§ **Excerpted passage**:
---
Volume 481: debated on Monday 20 October 2008

The Blue Badge (Disabled Parking) Scheme provides a vital lifeline to 2.3 million disabled people in England. The value of the badge, in terms of independence cannot be understated, as 75 per cent. of badge holders say that they would go out less often without a badge.

Having listened to the views of badge holders, the general public and disability groups about how the scheme can be improved, I am today announcing the “Comprehensive Blue Badge (Disabled Parking) Reform Strategy England”. This strategy contains a suite of commitments that will be taken forward over the next five years, that are designed to radically reform the scheme in a manner that is right for the 21st century. Copies of the strategy have been placed in the Libraries of both Houses and are available from the Vote Office and Printed Paper Office.

I want to ensure that the maximum number of people, who have a genuinely severe disability, can benefit from the scheme. That is why the strategy contains a commitment to extend the scheme to people with certain significant temporary mobility problems (lasting at least one year,) individuals with severe mental impairments, seriously disabled veterans and more children, under three, with specific medical conditions.

Assessments will be made fairer and more consistent—local authorities will receive up to £15 million per year to conduct improved independent medical assessments.
---
§ **Extracted entries**:
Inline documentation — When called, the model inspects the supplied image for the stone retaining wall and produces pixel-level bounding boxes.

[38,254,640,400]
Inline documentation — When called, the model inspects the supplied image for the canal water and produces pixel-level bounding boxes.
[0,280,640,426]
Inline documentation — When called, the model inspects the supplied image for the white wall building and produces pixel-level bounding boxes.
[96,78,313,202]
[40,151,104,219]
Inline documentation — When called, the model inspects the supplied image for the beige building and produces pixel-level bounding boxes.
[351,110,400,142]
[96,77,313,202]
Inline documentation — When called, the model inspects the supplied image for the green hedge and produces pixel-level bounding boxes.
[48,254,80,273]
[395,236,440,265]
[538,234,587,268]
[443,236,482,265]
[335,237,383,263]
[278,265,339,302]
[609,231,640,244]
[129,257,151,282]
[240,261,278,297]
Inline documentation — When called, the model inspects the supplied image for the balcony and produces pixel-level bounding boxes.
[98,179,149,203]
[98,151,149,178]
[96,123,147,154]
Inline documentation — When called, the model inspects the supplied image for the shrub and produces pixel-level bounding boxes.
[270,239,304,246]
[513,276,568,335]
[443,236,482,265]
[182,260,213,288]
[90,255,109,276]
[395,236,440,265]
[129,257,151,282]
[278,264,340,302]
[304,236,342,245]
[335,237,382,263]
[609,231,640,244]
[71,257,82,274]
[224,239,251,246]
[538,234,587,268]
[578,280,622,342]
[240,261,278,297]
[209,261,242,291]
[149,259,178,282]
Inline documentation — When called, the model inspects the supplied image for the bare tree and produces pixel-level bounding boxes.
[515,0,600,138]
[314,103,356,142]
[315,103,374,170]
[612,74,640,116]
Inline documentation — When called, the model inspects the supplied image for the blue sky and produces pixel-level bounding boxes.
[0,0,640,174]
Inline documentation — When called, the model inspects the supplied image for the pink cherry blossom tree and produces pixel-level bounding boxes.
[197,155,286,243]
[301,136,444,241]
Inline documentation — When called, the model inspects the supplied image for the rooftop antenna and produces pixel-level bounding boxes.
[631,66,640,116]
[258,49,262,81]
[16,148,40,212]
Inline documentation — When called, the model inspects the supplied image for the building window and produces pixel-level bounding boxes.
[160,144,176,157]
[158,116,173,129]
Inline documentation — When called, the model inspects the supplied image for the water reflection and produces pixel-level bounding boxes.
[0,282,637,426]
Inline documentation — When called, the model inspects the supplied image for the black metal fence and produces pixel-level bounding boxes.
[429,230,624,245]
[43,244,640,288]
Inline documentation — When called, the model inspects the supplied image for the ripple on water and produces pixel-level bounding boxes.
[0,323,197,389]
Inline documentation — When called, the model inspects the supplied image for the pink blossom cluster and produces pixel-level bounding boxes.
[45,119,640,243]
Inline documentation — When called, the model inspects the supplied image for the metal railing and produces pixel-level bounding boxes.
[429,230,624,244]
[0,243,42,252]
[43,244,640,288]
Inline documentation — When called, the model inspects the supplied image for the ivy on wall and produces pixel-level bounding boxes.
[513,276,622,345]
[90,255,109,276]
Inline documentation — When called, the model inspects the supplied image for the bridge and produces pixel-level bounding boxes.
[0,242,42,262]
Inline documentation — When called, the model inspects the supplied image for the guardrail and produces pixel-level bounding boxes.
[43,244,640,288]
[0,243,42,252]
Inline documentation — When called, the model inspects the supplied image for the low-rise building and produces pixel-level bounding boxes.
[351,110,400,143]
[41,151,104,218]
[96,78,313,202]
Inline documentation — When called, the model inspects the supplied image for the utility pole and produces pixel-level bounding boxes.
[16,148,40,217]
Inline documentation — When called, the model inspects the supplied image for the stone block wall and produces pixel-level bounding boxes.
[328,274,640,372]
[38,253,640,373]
---
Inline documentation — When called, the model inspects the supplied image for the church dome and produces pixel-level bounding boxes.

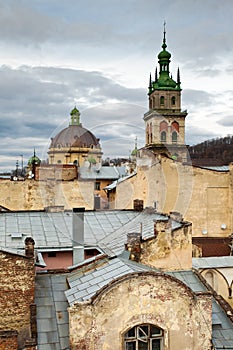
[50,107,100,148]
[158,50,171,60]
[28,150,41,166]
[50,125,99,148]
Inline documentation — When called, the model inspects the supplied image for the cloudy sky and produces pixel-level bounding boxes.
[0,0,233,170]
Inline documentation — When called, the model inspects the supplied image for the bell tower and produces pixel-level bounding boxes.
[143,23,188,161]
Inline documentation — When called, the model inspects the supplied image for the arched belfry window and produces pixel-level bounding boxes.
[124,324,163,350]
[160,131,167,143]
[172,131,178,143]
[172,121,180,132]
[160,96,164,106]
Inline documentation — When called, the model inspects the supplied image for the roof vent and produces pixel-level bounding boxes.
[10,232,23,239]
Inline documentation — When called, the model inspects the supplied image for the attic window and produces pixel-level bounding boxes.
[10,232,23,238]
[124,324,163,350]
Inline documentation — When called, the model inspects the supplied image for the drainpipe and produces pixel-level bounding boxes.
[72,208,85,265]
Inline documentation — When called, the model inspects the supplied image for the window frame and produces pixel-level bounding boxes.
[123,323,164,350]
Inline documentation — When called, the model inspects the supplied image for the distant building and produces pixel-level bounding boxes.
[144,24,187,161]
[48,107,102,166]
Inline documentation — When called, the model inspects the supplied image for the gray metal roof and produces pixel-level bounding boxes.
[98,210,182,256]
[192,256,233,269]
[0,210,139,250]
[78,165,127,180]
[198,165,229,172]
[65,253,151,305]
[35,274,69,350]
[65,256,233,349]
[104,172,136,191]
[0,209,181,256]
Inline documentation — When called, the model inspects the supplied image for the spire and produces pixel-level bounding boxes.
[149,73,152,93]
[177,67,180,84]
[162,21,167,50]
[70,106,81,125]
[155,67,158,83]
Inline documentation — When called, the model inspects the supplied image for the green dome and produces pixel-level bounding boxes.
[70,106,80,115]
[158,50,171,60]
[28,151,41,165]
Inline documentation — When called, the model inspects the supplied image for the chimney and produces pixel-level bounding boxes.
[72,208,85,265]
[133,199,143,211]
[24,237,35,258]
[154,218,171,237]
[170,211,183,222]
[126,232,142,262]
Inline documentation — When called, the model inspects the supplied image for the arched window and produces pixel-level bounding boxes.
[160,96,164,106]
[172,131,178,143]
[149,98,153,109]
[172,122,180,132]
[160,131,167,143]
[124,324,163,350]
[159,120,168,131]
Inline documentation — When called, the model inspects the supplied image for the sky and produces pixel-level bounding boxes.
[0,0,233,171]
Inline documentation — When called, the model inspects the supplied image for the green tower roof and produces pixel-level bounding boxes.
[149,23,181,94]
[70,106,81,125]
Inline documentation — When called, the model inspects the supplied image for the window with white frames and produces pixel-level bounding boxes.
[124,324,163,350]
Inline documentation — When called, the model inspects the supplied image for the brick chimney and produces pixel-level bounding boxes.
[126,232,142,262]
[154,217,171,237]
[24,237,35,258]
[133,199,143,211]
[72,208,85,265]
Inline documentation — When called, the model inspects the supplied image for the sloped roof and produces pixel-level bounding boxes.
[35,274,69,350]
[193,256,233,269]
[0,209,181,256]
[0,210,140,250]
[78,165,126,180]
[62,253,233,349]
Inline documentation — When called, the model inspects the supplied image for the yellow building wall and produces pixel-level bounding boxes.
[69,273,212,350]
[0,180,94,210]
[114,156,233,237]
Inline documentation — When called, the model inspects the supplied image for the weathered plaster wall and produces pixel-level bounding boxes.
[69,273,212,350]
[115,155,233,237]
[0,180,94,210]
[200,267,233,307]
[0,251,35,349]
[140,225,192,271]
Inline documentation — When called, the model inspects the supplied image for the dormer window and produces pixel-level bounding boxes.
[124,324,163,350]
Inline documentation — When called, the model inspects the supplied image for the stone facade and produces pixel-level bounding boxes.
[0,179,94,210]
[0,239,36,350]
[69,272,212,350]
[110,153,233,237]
---
§ **What is expected**:
Reproduce the full Blue Badge reform statement word for word.

§ **Exercise result**:
Volume 481: debated on Monday 20 October 2008

The Blue Badge (Disabled Parking) Scheme provides a vital lifeline to 2.3 million disabled people in England. The value of the badge, in terms of independence cannot be understated, as 75 per cent. of badge holders say that they would go out less often without a badge.

Having listened to the views of badge holders, the general public and disability groups about how the scheme can be improved, I am today announcing the “Comprehensive Blue Badge (Disabled Parking) Reform Strategy England”. This strategy contains a suite of commitments that will be taken forward over the next five years, that are designed to radically reform the scheme in a manner that is right for the 21st century. Copies of the strategy have been placed in the Libraries of both Houses and are available from the Vote Office and Printed Paper Office.

I want to ensure that the maximum number of people, who have a genuinely severe disability, can benefit from the scheme. That is why the strategy contains a commitment to extend the scheme to people with certain significant temporary mobility problems (lasting at least one year,) individuals with severe mental impairments, seriously disabled veterans and more children, under three, with specific medical conditions.

Assessments will be made fairer and more consistent—local authorities will receive up to £15 million per year to conduct improved independent medical assessments.